#### 文書の本文
▼

つくろう、島の未来

2024年04月19日 金曜日

つくろう、島の未来

「島々仕事人」は島々に携わる仕事人の想いを紹介する企画。今回は、新潟からフェリーで150分の日本海に位置する佐渡島(さどがしま|新潟県)を舞台に、割烹着に姉さん被りスタイルで独自の表現を行う覆面音楽ユニット「婦人倶楽部」のプロデューサー・ムッシュレモンさんに、佐渡島との出会いや音楽制作についてお話を伺いました。

※この記事は『ritokei』22号(2017年11月発行号)掲載記事になります。

文・石原みどり 写真・渡邉和弘

「佐渡へおいでよ」の広告に惹かれ、ふらりと島へ

神奈川県で育ち、会社員として働きながら作曲活動を続けていたムッシュレモンさんは、2012年に音楽ユニット「カメラ=万年筆」の名で1stアルバムを発売。翌年、音楽活動に専念するために会社を退職し佐渡島(以下、佐渡)を目指した。

▲

#### 渡された情報
▼

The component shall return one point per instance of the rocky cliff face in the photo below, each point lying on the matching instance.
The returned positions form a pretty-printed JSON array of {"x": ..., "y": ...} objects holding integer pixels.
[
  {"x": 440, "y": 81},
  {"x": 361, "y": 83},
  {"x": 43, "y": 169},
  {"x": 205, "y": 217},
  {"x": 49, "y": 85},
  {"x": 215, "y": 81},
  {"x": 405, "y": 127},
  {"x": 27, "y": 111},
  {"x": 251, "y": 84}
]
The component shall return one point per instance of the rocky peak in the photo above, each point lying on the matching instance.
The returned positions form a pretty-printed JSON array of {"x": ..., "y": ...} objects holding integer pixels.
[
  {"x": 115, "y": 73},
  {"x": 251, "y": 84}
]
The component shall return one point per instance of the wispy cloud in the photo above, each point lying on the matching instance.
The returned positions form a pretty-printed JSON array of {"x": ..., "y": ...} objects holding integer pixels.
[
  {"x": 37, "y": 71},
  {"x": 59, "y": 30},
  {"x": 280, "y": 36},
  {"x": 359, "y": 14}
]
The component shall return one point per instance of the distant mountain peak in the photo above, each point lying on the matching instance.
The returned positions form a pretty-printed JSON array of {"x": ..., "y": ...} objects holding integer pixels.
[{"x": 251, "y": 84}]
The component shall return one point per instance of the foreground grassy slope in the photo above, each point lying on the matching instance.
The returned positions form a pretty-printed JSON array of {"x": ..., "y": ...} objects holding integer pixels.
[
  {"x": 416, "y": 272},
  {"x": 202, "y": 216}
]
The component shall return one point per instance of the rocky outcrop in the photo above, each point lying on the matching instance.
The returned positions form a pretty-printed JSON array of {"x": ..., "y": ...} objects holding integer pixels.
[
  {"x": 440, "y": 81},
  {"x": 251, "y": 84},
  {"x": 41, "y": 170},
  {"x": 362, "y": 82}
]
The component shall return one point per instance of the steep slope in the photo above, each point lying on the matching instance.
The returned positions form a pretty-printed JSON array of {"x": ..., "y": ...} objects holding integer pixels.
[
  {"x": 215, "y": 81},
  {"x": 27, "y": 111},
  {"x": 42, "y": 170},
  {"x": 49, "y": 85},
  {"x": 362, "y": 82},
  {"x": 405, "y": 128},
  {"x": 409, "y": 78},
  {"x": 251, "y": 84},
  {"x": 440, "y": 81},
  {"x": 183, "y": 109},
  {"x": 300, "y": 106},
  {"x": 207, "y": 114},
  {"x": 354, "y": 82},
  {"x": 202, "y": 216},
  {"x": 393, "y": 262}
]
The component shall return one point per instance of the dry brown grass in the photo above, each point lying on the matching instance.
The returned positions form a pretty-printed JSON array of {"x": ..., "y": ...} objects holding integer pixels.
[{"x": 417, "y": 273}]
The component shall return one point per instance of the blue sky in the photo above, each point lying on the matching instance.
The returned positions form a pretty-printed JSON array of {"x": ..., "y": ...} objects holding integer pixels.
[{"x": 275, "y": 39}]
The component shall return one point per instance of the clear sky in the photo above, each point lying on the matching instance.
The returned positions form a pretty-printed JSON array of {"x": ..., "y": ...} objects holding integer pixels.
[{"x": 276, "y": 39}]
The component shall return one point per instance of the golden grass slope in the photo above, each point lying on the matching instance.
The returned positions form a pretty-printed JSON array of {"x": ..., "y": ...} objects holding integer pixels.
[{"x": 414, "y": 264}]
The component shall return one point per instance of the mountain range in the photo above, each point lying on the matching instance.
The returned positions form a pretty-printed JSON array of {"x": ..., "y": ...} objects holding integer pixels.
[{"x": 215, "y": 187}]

▲

#### 取り組むこと
佐渡島の音楽ユニットを紹介した文書を、最初から最後まで一字も変えずに書き写してください。 記録はこの文書とは別の資料です。

#### この作業の答え
つくろう、島の未来

2024年04月19日 金曜日

つくろう、島の未来

「島々仕事人」は島々に携わる仕事人の想いを紹介する企画。今回は、新潟からフェリーで150分の日本海に位置する佐渡島(さどがしま|新潟県)を舞台に、割烹着に姉さん被りスタイルで独自の表現を行う覆面音楽ユニット「婦人倶楽部」のプロデューサー・ムッシュレモンさんに、佐渡島との出会いや音楽制作についてお話を伺いました。

※この記事は『ritokei』22号(2017年11月発行号)掲載記事になります。

文・石原みどり 写真・渡邉和弘

「佐渡へおいでよ」の広告に惹かれ、ふらりと島へ

神奈川県で育ち、会社員として働きながら作曲活動を続けていたムッシュレモンさんは、2012年に音楽ユニット「カメラ=万年筆」の名で1stアルバムを発売。翌年、音楽活動に専念するために会社を退職し佐渡島(以下、佐渡)を目指した。